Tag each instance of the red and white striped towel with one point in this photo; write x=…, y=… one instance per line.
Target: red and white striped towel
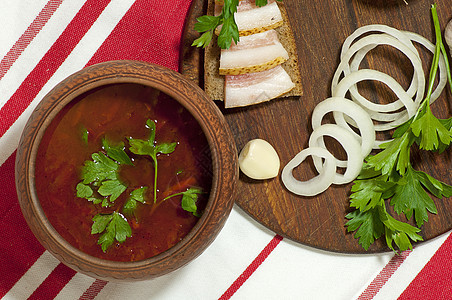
x=42, y=42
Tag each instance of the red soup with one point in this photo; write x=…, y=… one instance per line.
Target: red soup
x=96, y=166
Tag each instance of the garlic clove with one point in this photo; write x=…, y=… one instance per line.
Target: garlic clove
x=259, y=160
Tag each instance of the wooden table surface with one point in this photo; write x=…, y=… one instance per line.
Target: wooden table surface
x=320, y=28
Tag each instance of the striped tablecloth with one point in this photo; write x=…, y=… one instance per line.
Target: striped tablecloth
x=42, y=42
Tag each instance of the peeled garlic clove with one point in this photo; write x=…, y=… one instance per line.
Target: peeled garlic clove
x=259, y=160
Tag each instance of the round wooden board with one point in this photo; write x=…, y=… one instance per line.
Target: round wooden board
x=320, y=30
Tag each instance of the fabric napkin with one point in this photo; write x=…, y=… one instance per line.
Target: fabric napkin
x=44, y=41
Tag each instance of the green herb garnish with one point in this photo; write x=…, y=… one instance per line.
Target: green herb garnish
x=116, y=152
x=229, y=31
x=136, y=196
x=189, y=198
x=100, y=184
x=390, y=175
x=100, y=173
x=151, y=148
x=113, y=227
x=85, y=134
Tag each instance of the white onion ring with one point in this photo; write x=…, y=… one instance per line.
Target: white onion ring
x=368, y=74
x=376, y=28
x=381, y=39
x=350, y=145
x=358, y=58
x=353, y=110
x=315, y=185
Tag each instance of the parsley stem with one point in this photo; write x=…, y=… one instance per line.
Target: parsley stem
x=155, y=179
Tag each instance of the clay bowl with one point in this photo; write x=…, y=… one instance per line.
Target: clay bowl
x=224, y=168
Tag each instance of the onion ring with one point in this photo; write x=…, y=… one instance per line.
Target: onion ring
x=353, y=110
x=350, y=145
x=368, y=74
x=315, y=185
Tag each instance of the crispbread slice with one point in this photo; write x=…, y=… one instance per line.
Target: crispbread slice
x=214, y=82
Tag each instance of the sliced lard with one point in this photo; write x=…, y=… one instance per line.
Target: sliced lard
x=253, y=53
x=253, y=88
x=252, y=19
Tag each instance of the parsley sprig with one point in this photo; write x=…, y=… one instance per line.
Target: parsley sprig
x=101, y=184
x=390, y=175
x=229, y=31
x=151, y=148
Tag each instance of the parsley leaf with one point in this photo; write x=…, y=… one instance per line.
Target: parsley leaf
x=84, y=191
x=113, y=226
x=137, y=195
x=229, y=31
x=151, y=148
x=101, y=172
x=116, y=152
x=85, y=134
x=432, y=133
x=395, y=155
x=99, y=169
x=112, y=188
x=367, y=224
x=410, y=197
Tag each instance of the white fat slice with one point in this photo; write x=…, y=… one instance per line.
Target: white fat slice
x=253, y=88
x=252, y=19
x=253, y=53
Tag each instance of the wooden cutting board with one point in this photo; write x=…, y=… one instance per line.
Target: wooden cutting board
x=320, y=30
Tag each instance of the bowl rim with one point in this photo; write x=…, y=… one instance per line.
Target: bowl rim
x=162, y=79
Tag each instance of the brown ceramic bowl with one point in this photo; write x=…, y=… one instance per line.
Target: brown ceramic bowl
x=223, y=156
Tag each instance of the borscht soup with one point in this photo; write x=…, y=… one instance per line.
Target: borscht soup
x=123, y=172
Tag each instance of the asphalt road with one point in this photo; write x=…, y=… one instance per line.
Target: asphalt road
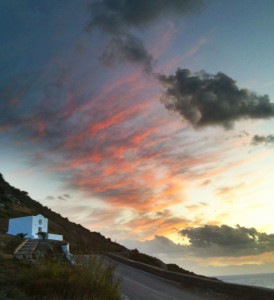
x=140, y=285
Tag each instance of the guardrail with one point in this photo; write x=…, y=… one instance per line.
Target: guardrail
x=208, y=284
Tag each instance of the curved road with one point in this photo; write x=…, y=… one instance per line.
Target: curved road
x=140, y=285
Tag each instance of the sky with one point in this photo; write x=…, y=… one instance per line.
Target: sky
x=149, y=121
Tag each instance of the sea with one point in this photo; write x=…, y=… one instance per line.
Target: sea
x=261, y=280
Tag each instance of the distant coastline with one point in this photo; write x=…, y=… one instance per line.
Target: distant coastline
x=265, y=280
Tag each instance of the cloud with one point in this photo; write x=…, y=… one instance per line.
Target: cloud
x=210, y=242
x=213, y=240
x=119, y=18
x=205, y=100
x=261, y=139
x=127, y=48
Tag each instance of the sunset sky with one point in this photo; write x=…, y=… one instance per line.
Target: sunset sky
x=149, y=121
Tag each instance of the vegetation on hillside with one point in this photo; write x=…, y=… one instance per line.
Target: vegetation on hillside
x=16, y=203
x=51, y=279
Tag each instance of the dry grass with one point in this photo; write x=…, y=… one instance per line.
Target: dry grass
x=93, y=279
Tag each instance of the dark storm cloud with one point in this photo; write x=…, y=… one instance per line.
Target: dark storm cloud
x=119, y=17
x=127, y=48
x=263, y=139
x=204, y=99
x=212, y=240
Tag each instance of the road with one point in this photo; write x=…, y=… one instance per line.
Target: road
x=140, y=285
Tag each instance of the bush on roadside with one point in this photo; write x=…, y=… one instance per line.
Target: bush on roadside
x=91, y=279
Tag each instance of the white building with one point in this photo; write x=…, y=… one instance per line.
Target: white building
x=31, y=226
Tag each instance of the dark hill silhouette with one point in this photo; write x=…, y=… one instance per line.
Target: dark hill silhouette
x=16, y=203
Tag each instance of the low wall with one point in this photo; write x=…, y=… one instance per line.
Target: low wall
x=199, y=282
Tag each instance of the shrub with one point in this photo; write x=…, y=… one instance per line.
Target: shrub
x=91, y=278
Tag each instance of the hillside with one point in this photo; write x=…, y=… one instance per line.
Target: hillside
x=16, y=203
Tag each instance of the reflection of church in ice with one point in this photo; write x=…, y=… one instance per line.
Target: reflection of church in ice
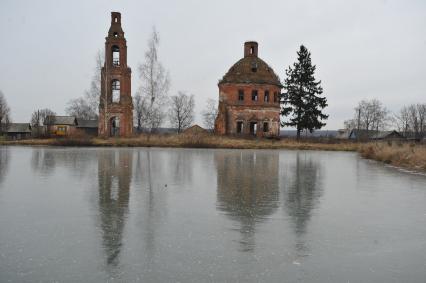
x=302, y=190
x=114, y=177
x=247, y=189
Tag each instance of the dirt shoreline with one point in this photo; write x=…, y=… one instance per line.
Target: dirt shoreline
x=405, y=155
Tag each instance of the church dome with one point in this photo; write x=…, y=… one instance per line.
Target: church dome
x=251, y=69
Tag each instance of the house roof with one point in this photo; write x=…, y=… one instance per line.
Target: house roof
x=384, y=134
x=251, y=69
x=82, y=123
x=343, y=134
x=60, y=120
x=19, y=128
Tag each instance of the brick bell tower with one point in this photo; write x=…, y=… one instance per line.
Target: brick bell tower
x=115, y=106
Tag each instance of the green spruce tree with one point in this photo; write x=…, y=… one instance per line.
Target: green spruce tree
x=302, y=101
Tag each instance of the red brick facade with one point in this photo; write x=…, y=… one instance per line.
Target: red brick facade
x=115, y=107
x=249, y=97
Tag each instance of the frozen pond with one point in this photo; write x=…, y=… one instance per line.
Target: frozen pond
x=199, y=215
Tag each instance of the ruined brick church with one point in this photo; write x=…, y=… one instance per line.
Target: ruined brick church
x=115, y=105
x=249, y=97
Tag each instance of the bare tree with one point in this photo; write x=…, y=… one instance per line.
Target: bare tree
x=140, y=105
x=81, y=108
x=87, y=106
x=402, y=121
x=371, y=115
x=4, y=114
x=41, y=117
x=421, y=112
x=155, y=84
x=210, y=113
x=181, y=113
x=93, y=94
x=350, y=124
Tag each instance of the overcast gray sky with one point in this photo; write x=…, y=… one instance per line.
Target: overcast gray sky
x=362, y=49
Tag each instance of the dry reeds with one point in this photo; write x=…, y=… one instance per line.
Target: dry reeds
x=408, y=155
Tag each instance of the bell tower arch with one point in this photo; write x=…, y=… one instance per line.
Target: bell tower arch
x=116, y=98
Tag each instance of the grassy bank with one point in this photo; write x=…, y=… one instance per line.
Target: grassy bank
x=405, y=155
x=193, y=141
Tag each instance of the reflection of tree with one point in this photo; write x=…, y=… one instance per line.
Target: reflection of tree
x=4, y=162
x=247, y=188
x=114, y=177
x=302, y=192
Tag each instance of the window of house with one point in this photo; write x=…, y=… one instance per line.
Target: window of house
x=265, y=127
x=266, y=97
x=116, y=91
x=241, y=95
x=240, y=127
x=254, y=95
x=115, y=56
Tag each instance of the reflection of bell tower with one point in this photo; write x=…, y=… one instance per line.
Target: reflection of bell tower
x=115, y=107
x=247, y=189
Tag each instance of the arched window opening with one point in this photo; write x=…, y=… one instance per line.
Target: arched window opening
x=116, y=91
x=266, y=97
x=254, y=95
x=265, y=127
x=115, y=56
x=253, y=128
x=114, y=126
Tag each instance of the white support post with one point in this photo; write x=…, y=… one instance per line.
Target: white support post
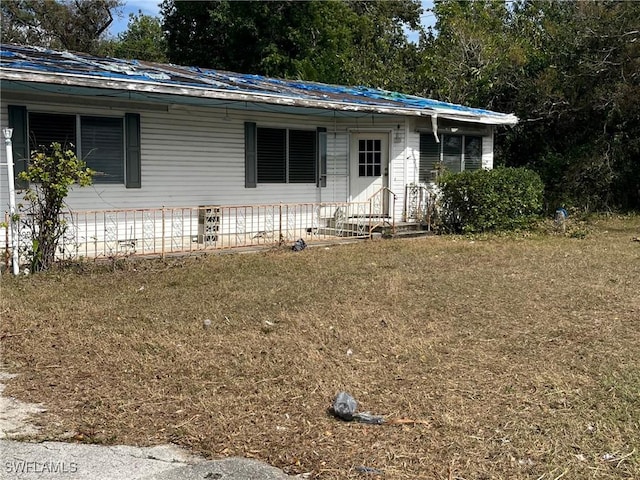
x=8, y=133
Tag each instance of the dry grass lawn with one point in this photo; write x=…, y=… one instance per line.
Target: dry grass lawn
x=520, y=356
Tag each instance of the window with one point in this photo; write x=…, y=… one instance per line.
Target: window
x=454, y=153
x=286, y=155
x=109, y=145
x=369, y=158
x=100, y=143
x=102, y=146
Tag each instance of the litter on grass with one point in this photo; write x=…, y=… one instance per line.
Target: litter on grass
x=345, y=408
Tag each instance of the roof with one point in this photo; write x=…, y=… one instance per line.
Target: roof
x=24, y=64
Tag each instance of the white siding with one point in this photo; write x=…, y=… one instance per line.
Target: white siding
x=194, y=156
x=337, y=189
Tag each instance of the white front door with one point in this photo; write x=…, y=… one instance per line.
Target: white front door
x=369, y=164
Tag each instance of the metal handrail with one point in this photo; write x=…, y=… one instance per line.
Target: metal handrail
x=391, y=205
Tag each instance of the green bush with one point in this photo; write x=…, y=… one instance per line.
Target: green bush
x=490, y=200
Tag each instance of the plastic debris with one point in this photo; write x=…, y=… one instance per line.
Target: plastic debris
x=345, y=408
x=369, y=470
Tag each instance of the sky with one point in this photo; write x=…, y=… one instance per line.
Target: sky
x=152, y=7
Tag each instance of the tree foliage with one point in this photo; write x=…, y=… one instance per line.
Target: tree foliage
x=78, y=25
x=142, y=40
x=569, y=69
x=51, y=172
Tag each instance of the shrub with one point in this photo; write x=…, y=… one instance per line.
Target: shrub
x=490, y=200
x=51, y=173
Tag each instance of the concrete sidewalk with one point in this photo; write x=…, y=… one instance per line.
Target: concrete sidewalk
x=72, y=461
x=58, y=461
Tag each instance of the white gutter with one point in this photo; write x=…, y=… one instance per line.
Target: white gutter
x=219, y=94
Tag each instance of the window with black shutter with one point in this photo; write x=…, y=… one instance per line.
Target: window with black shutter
x=102, y=147
x=48, y=128
x=302, y=156
x=454, y=153
x=99, y=141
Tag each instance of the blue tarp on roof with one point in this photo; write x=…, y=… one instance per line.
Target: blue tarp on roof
x=76, y=66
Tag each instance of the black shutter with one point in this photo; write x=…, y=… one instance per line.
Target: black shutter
x=133, y=162
x=250, y=158
x=302, y=156
x=322, y=156
x=18, y=121
x=271, y=155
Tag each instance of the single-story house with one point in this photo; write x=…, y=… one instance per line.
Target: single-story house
x=163, y=136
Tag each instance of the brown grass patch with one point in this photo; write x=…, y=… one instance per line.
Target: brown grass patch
x=519, y=356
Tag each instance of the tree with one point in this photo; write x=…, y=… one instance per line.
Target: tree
x=77, y=25
x=346, y=42
x=568, y=69
x=143, y=40
x=50, y=174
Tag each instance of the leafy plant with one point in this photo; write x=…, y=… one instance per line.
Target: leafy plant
x=490, y=200
x=51, y=172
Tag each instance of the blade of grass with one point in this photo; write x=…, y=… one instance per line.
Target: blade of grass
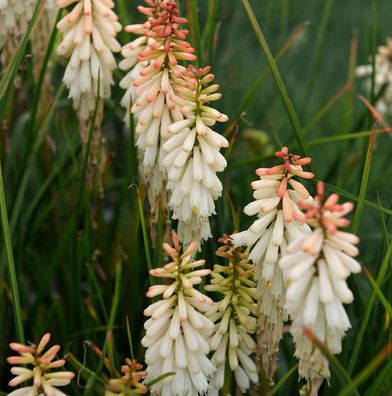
x=347, y=108
x=355, y=198
x=327, y=106
x=280, y=84
x=112, y=316
x=320, y=40
x=145, y=234
x=129, y=334
x=365, y=321
x=37, y=93
x=208, y=37
x=368, y=370
x=348, y=136
x=16, y=306
x=364, y=183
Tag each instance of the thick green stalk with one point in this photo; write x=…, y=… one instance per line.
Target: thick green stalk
x=280, y=84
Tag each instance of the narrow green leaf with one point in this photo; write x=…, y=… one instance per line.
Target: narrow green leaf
x=364, y=183
x=343, y=375
x=194, y=27
x=279, y=82
x=16, y=306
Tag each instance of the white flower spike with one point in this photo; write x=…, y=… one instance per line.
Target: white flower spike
x=383, y=77
x=316, y=266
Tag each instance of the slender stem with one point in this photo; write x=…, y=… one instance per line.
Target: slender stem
x=10, y=261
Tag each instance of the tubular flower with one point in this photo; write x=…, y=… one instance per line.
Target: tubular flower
x=129, y=384
x=44, y=375
x=89, y=32
x=276, y=196
x=14, y=18
x=383, y=77
x=193, y=156
x=316, y=267
x=177, y=330
x=41, y=34
x=234, y=317
x=131, y=52
x=155, y=107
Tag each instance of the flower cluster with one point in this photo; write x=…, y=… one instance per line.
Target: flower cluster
x=155, y=106
x=193, y=156
x=383, y=76
x=316, y=267
x=234, y=317
x=131, y=52
x=177, y=331
x=14, y=18
x=130, y=382
x=277, y=193
x=89, y=32
x=44, y=374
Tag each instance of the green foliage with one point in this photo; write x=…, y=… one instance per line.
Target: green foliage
x=76, y=264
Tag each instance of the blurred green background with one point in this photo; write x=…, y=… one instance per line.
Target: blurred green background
x=68, y=242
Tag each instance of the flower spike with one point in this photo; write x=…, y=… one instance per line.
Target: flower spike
x=316, y=266
x=44, y=375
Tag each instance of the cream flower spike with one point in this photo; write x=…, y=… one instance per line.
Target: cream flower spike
x=131, y=52
x=316, y=266
x=44, y=375
x=14, y=18
x=177, y=331
x=155, y=107
x=276, y=196
x=383, y=77
x=130, y=382
x=234, y=317
x=193, y=156
x=89, y=40
x=40, y=38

────────────────────

Start at the line that has "Tag each instance of the low" in the records above and stop after the line that has "x=19, y=128". Give those lines again, switching every "photo" to "image", changing nothing else, and leaving the pictures out.

#### WORKED ANSWER
Tag each instance of the low wall with one point in this image; write x=…, y=… one instance per line.
Target: low wall
x=199, y=282
Tag each instance of the shrub with one point in this image; write x=…, y=… one instance per line.
Target: shrub
x=91, y=278
Tag each instance of the hillside with one point in this image; write x=…, y=… one instance per line.
Target: hillside
x=16, y=203
Tag each instance of the reflection of church in ice with one point in this image; write x=…, y=… one instance per line.
Target: reflection of church in ice
x=302, y=190
x=114, y=177
x=247, y=189
Tag each instance of the dirt shoreline with one point in this image; write x=…, y=… one instance per line.
Target: dirt shoreline
x=405, y=155
Tag each instance of the church dome with one point in this image; write x=…, y=… one instance per line.
Target: church dome
x=251, y=69
Tag each instance of the house roof with one point in this image; write x=…, y=… one instance per line.
Target: house roof
x=384, y=134
x=251, y=69
x=82, y=123
x=343, y=134
x=60, y=120
x=19, y=128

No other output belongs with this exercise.